En septembre 1939, chef de cabinet du préfet du Calvados,
il refuse le statut d'"affecté spécial" qu'on
lui propose et rejoint le 119e Régiment
d'Infanterie basé à Cherbourg. En décembre,
devant l'inaction résultant de la "drôle de guerre",
il obtient d'être affecté dans l'Aviation et prépare,
à Tours, son brevet d'observateur en avion qu'il passe avec
succès le 17 mai 1940. Deux jours plus tard, il est blessé
en combat aérien et évacué sur Caen. Sans nouvelles
de son unité, il combat aux côtés d'une compagnie
d'infanterie puis parvient à rallier Pau pour y retrouver sa
formation aérienne. Entre-temps, ayant entendu parler du général
de Gaulle et de son appel du 18 juin, Fred Scamaroni se décide
à continuer la lutte aux côtés de la France libre.
A Saint-Jean-de-Luz, le 21 juin, il embarque sur un croiseur polonais,
le Sobieski, et parvient à Londres trois jours plus tard. Immédiatement,
il s'engage aux Forces
françaises libres (FAFL)
et est dirigé, avec l'Armée de l'Air, au camp de Saint-Atham.
Volontaire pour l'opération de Dakar, il est chargé
d'une mission particulièrement délicate consistant à
remettre en main propre au gouverneur général Boisson
une lettre du général de Gaulle. Embarqué le
6 septembre à Liverpool sur le croiseur Australia, il arrive
à Freetown en Sierra-Leone le 17 septembre et s'envole avec
huit aviateurs volontaires pour l'aéroport de Ouakam près
de Dakar où ils doivent "fraterniser" avec les soldats
de Vichy et les convaincre de rejoindre les Français libres.

◆ ÉNONCÉ DU PROBLÈME
Recopiez, dans l'extrait sur Fred Scamaroni, le passage qui va de « et est dirigé, avec » jusqu'à « les Français libres. ».

Données de pointage d'expressions référentielles:
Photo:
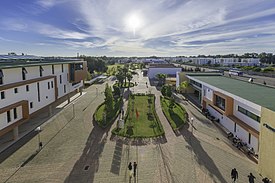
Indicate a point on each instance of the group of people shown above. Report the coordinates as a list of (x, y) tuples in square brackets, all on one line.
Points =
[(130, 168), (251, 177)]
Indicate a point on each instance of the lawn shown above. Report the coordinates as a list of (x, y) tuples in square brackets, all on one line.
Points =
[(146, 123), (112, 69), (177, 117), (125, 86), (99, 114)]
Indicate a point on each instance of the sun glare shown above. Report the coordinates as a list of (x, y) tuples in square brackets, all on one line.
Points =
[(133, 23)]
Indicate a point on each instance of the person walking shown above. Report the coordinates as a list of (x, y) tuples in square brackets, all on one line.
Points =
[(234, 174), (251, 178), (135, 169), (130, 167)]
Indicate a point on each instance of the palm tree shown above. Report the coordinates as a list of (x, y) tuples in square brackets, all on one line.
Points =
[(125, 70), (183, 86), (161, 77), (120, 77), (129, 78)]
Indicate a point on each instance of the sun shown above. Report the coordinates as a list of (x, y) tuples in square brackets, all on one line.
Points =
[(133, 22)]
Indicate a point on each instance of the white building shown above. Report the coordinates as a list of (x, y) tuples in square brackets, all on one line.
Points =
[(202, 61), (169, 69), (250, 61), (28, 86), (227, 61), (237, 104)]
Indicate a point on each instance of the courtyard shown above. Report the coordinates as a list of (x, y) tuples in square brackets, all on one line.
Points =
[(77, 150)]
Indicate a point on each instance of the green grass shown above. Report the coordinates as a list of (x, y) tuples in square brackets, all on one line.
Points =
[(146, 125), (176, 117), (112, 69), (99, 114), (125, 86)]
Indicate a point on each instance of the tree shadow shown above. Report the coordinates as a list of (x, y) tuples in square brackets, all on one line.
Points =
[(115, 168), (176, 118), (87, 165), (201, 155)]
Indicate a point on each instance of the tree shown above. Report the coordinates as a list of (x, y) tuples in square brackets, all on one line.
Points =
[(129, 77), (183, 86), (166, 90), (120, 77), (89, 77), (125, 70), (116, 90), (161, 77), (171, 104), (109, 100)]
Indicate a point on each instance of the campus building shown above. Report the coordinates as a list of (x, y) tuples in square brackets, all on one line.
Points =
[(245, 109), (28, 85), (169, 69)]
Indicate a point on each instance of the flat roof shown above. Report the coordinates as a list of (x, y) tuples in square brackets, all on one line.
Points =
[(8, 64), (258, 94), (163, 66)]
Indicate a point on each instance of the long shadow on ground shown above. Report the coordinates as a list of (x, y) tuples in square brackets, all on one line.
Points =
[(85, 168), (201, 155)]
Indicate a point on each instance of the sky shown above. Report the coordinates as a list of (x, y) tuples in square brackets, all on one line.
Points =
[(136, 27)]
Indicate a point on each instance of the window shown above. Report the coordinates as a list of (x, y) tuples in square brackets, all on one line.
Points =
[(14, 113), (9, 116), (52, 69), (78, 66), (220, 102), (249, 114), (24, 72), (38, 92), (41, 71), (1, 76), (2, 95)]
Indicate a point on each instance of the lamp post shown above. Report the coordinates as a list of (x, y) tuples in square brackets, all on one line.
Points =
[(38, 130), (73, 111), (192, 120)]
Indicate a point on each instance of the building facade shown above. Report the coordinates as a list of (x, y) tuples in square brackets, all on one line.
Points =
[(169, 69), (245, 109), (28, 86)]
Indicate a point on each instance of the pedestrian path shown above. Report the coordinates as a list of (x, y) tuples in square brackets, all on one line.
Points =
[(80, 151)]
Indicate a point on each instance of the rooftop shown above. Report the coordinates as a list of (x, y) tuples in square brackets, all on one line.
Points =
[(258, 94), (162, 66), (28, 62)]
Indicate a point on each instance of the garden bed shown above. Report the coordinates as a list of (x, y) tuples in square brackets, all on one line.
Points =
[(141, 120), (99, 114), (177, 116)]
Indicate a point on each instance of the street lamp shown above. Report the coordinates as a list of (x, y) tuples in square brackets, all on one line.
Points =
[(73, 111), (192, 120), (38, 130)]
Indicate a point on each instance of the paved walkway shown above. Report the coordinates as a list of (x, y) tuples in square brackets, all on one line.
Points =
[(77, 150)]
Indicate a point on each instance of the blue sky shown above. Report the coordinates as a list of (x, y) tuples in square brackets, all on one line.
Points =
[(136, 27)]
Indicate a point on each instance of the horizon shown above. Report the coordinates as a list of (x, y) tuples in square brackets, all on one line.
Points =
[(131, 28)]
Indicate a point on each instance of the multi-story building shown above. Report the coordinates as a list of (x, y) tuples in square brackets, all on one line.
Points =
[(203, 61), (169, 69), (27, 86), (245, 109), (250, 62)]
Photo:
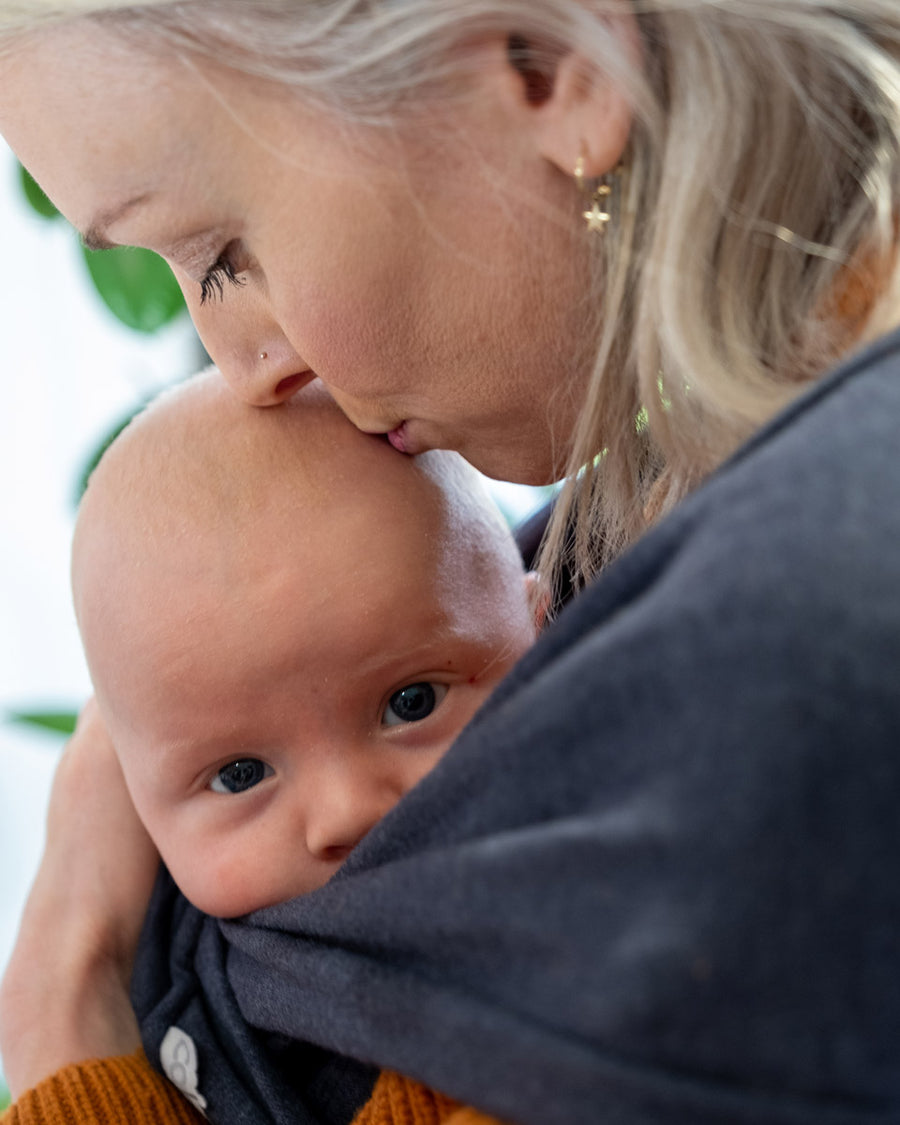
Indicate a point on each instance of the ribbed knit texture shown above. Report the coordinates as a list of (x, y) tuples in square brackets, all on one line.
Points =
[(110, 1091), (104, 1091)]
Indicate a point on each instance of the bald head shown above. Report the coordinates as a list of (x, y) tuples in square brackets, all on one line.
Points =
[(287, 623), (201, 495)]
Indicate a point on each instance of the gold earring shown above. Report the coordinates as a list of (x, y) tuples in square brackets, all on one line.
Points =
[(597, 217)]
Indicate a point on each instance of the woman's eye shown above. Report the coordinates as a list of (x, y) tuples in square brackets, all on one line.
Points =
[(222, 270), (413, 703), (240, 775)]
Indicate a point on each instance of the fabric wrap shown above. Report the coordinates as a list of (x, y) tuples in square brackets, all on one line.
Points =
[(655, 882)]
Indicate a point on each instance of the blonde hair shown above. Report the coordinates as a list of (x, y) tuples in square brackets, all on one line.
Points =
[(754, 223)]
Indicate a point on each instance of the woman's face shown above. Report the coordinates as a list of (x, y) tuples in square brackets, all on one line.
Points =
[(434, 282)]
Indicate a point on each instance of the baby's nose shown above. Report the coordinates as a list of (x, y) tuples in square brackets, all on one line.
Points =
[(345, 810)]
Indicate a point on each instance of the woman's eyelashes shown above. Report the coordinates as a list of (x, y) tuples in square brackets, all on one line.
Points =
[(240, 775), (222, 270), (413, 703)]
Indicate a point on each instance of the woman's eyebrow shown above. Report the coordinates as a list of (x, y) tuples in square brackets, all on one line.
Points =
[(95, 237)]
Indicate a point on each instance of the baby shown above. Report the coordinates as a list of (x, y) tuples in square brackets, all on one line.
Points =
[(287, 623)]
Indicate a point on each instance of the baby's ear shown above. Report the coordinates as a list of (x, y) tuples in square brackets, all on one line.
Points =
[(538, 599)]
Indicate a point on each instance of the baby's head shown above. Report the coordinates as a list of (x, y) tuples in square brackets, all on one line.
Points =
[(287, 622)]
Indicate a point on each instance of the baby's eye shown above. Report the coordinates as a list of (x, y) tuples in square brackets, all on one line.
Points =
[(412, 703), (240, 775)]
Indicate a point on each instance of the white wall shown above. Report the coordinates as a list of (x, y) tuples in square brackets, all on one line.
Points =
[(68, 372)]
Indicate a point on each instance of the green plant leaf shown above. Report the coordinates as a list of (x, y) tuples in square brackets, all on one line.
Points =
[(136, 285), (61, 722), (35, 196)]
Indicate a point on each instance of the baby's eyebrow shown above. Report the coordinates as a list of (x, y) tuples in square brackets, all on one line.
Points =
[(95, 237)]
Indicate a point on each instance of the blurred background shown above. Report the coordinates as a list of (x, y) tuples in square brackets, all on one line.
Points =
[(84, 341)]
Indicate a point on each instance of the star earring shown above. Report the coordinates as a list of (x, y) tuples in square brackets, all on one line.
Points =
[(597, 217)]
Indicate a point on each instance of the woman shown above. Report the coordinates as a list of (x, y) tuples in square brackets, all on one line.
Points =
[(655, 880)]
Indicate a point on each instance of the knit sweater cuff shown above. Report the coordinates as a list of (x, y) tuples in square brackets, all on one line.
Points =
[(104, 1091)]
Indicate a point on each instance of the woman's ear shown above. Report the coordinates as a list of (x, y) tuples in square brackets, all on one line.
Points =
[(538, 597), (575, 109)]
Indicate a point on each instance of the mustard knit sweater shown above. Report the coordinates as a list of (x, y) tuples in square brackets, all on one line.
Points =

◆ RÉPONSE
et est dirigé, avec l'Armée de l'Air, au camp de Saint-Atham.
Volontaire pour l'opération de Dakar, il est chargé
d'une mission particulièrement délicate consistant à
remettre en main propre au gouverneur général Boisson
une lettre du général de Gaulle. Embarqué le
6 septembre à Liverpool sur le croiseur Australia, il arrive
à Freetown en Sierra-Leone le 17 septembre et s'envole avec
huit aviateurs volontaires pour l'aéroport de Ouakam près
de Dakar où ils doivent "fraterniser" avec les soldats
de Vichy et les convaincre de rejoindre les Français libres.